◆ What to produce
Decide whether each statement agrees with the passage on psychosexual therapy below, answering yes or no and quoting the words from the passage that settle it. (a) Intimate acts take place during the therapy sessions. (b) Any agreed intimacy tasks are carried out in the client's own home. (c) Psychosexual therapy centers on talking about thoughts and emotions during intimacy.

◆ Given passage

Experiencing psychosexual therapy

I spoke with a psychosexual and relationship therapist, Albertina Fisher, who told me how psychosexual therapy focuses on talking about our preoccupations, thoughts, and emotions when being intimate with ourselves or our partner.

Tao Heftiba on Unsplash
“Being deeply loved by someone gives you strength while loving someone deeply gives you courage.” Lao Tzu
Source: Tao Heftiba on Unsplash

Albertina reassured me that there is no sexual act or performance of intimacy of any sort during therapy sessions. These sessions are all about talking. In fact, the only expectation of intimacy is in the form of tasks set and agreed upon during sessions and done in the privacy of the client’s own home. What a relief.

But how can homework or scheduled intimacy help us overcome our sexual difficulties? In the past, we have probably relied on spontaneity to ignite our passion.

◆ Entries supplied
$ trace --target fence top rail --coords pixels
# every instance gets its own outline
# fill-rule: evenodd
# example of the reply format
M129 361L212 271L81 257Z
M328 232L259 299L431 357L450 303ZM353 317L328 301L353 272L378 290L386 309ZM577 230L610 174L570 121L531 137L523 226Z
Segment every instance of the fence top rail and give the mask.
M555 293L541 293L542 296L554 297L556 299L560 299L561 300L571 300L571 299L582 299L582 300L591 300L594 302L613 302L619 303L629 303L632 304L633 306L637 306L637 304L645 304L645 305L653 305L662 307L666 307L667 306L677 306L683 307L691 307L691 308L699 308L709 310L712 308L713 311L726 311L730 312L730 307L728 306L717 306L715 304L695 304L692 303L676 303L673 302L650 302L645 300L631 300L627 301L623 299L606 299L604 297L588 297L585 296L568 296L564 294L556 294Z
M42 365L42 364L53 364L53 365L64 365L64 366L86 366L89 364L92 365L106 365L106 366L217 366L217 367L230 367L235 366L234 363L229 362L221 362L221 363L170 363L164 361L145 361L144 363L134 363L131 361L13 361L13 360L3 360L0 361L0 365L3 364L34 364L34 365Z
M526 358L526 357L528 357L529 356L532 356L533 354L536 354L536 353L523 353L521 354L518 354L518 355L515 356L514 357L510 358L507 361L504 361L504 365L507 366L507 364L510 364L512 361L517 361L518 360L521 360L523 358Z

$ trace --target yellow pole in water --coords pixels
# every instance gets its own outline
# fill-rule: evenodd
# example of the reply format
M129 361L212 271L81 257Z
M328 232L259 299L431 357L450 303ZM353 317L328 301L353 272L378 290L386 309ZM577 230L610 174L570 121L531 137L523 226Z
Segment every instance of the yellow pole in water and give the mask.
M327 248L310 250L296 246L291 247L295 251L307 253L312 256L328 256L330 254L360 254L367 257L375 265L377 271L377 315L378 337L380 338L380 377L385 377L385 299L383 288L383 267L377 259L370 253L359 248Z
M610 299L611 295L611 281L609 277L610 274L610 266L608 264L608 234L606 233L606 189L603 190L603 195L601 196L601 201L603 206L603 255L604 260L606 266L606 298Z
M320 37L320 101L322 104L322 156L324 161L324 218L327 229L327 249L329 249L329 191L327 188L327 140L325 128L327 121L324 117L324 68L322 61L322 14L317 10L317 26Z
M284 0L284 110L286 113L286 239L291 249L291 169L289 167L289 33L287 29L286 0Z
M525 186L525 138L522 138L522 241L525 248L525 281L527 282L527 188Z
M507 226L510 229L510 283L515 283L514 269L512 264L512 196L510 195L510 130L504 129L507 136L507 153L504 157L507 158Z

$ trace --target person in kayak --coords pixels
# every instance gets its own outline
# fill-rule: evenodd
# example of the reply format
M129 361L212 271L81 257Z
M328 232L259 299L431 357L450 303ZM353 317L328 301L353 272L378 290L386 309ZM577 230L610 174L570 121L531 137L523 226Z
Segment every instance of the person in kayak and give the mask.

◆ Solution to the exercise
(a) No: "there is no sexual act or performance of intimacy of any sort during therapy sessions."
(b) Yes: "done in the privacy of the client’s own home."
(c) Yes: "psychosexual therapy focuses on talking about our preoccupations, thoughts, and emotions when being intimate with ourselves or our partner."